**Task details**
Write the line that includes "Target: white football jersey" and all subsequent lines, exactly as written, and nothing more.

**Data records**
·····

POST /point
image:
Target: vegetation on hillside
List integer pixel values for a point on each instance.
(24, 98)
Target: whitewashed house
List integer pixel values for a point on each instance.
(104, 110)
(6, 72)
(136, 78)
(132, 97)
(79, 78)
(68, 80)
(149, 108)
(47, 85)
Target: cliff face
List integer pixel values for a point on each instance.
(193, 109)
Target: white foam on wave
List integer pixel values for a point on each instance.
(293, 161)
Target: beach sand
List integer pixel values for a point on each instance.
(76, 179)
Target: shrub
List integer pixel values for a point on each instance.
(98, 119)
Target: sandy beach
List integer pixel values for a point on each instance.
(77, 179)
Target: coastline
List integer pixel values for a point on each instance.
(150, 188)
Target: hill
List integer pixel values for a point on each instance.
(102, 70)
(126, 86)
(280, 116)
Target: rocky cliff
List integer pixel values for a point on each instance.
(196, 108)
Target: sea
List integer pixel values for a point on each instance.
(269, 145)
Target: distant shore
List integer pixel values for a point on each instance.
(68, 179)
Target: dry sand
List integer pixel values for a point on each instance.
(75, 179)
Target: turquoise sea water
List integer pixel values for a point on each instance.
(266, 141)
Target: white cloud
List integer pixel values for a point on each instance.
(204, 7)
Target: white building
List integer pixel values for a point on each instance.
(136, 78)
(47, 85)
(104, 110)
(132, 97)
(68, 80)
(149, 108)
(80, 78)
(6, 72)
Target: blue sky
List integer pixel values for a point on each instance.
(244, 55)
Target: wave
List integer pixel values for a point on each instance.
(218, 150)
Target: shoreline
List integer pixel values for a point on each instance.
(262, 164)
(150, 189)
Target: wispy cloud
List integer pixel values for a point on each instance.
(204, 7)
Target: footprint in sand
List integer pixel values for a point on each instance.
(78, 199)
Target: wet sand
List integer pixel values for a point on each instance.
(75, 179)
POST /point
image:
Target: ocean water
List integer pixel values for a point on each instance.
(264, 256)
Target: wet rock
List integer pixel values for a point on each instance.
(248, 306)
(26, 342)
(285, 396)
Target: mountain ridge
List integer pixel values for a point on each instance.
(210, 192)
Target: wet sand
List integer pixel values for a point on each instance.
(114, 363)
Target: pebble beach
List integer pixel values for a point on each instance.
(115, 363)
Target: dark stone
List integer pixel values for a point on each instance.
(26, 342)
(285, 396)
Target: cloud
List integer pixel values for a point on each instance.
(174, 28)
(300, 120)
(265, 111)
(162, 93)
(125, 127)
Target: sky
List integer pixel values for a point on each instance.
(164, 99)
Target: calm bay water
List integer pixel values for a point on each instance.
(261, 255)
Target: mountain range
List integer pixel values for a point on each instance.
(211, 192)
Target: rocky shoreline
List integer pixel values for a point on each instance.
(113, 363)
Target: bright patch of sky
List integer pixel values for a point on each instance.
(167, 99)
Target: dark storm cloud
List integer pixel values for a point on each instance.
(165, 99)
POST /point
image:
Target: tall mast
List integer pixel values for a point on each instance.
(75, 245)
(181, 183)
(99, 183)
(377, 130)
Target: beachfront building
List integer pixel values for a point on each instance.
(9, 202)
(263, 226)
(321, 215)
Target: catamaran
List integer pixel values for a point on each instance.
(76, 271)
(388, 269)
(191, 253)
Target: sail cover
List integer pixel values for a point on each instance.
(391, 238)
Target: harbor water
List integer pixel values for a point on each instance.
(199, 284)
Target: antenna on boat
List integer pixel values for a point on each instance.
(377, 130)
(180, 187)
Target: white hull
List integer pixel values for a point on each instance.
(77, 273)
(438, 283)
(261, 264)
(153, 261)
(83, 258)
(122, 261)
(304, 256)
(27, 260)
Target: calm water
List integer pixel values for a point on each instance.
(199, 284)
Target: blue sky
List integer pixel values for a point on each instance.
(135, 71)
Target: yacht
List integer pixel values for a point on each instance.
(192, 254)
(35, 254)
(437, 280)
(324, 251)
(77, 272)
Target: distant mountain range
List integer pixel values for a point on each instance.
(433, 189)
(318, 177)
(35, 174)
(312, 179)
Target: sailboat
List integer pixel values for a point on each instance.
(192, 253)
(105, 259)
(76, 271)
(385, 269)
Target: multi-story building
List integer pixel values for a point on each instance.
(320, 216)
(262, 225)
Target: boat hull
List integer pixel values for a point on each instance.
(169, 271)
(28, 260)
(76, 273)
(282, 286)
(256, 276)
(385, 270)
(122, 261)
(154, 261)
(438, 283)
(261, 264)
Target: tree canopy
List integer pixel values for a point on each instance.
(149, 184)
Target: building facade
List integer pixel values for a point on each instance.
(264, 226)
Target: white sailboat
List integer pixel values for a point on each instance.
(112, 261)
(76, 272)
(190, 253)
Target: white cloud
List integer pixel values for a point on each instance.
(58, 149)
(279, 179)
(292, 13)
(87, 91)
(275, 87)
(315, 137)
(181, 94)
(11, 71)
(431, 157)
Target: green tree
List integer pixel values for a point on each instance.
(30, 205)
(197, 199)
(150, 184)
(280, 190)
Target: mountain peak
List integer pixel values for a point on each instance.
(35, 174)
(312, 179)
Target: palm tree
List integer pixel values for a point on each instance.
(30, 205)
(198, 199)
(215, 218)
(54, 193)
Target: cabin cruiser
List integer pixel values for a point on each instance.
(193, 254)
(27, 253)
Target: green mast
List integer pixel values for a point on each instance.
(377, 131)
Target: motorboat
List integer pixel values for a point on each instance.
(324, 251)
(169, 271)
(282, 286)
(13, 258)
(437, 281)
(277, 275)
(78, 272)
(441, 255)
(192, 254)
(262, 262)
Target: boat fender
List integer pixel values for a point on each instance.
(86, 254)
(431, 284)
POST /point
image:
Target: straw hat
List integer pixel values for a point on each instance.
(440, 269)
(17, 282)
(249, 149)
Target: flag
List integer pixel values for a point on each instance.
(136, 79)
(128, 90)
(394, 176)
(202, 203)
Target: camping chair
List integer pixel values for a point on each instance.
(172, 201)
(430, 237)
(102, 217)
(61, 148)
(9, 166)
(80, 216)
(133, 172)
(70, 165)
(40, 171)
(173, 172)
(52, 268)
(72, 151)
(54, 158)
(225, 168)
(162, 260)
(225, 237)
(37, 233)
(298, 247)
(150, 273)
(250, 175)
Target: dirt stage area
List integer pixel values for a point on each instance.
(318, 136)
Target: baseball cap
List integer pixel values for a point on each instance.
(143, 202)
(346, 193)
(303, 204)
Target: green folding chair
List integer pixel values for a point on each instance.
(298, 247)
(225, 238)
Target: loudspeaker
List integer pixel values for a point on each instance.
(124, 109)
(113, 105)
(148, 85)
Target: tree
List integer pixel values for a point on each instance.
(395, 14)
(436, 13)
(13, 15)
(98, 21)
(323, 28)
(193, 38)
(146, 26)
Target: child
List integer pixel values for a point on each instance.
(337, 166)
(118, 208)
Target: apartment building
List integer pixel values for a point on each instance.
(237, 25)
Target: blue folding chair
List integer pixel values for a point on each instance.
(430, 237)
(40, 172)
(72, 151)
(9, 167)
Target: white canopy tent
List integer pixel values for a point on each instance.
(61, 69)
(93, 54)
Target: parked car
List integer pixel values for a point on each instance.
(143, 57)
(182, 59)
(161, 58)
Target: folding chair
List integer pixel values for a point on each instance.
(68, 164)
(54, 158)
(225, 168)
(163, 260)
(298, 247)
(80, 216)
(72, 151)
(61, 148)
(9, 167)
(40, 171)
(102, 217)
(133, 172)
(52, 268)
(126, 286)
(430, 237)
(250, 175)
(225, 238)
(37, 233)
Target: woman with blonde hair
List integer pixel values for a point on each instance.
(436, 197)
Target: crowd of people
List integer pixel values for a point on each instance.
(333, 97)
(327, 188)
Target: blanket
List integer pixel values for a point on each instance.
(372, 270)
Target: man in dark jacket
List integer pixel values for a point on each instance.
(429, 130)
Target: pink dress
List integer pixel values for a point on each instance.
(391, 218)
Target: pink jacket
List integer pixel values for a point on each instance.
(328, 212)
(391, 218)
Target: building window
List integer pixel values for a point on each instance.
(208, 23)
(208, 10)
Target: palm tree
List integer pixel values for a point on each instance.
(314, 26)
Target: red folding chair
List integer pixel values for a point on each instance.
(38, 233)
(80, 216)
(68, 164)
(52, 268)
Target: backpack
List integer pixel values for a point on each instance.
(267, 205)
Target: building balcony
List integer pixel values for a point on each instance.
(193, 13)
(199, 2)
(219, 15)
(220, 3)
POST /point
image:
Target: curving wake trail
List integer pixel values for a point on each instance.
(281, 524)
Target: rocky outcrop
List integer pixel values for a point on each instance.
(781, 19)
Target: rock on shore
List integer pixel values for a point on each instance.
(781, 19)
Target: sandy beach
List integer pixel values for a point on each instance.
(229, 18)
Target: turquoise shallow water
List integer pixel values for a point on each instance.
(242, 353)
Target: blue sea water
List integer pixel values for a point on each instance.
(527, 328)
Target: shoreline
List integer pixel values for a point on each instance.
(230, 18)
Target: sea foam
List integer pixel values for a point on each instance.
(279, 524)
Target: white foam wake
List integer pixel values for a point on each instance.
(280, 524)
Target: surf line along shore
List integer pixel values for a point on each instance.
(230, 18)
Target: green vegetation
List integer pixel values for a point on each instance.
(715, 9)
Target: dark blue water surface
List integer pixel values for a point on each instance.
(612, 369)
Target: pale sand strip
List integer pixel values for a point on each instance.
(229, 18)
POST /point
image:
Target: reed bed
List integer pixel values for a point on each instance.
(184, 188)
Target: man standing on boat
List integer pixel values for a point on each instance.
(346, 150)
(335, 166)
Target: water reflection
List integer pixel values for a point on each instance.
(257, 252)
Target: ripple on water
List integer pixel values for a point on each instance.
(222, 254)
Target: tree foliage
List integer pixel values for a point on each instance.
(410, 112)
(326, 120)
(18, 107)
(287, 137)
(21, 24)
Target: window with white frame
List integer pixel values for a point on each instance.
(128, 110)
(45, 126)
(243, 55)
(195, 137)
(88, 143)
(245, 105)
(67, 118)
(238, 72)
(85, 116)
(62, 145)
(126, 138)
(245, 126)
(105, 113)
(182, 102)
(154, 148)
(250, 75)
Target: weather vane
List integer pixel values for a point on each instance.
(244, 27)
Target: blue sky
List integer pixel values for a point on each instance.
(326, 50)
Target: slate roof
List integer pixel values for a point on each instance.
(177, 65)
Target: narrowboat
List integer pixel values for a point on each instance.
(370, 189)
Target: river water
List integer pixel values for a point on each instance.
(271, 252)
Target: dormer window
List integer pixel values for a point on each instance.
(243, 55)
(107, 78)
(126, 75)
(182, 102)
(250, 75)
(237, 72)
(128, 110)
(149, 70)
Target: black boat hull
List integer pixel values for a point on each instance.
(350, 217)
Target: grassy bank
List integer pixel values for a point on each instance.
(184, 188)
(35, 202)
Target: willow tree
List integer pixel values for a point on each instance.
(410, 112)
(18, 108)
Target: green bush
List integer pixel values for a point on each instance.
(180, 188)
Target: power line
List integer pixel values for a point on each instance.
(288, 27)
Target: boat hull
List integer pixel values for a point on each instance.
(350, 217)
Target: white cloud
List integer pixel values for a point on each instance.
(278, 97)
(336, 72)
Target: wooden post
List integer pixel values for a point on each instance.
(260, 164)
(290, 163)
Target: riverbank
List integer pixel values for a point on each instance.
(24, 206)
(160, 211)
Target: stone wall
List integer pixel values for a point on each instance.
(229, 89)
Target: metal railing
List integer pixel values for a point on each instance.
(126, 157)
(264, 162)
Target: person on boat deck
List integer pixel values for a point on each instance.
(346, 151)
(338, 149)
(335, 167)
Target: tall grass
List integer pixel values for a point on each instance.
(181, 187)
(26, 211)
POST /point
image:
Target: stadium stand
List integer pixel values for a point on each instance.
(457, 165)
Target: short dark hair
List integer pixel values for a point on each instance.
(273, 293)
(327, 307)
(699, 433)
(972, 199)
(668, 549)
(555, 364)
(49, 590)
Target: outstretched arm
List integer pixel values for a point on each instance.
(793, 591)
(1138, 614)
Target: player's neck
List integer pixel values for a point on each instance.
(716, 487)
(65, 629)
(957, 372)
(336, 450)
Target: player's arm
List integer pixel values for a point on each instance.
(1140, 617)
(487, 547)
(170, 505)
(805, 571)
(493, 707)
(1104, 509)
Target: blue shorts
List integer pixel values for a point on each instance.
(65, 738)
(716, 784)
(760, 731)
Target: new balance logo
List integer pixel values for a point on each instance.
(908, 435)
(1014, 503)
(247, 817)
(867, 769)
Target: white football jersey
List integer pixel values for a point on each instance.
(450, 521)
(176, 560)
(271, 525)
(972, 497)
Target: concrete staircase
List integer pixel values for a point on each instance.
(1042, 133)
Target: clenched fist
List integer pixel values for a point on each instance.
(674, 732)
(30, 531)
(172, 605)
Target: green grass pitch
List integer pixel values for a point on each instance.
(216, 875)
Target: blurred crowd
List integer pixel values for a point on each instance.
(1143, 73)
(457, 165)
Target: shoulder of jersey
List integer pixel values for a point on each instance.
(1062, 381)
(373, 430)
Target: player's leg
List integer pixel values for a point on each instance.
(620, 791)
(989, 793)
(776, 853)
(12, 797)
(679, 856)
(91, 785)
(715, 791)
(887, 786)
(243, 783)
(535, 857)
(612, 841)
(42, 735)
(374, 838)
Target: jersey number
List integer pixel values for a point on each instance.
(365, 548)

·····

**Answer to the problem**
Target: white football jersey
List integer pixel values for a point on each instance.
(450, 521)
(176, 560)
(271, 525)
(972, 497)
Target: concrete staircase
List integer pixel values for a point on each instance.
(1042, 133)
Target: clenched fist
List integer pixel values for a point on each instance.
(674, 732)
(30, 531)
(172, 605)
Target: green grass pitch
List integer pixel values for a point on each instance.
(216, 875)
Target: blurred crowd
List integer pixel values for a point on each instance.
(1143, 73)
(457, 165)
Target: shoulder of jersey
List integer pixel values for a point on each instance.
(1062, 381)
(373, 430)
Target: player's leg
List integer pixel values for a point on each instance.
(620, 791)
(989, 793)
(776, 853)
(12, 797)
(679, 856)
(91, 785)
(715, 791)
(887, 786)
(243, 783)
(535, 857)
(612, 841)
(42, 735)
(374, 838)
Target: jersey number
List integer pixel values for a point on each instance.
(365, 548)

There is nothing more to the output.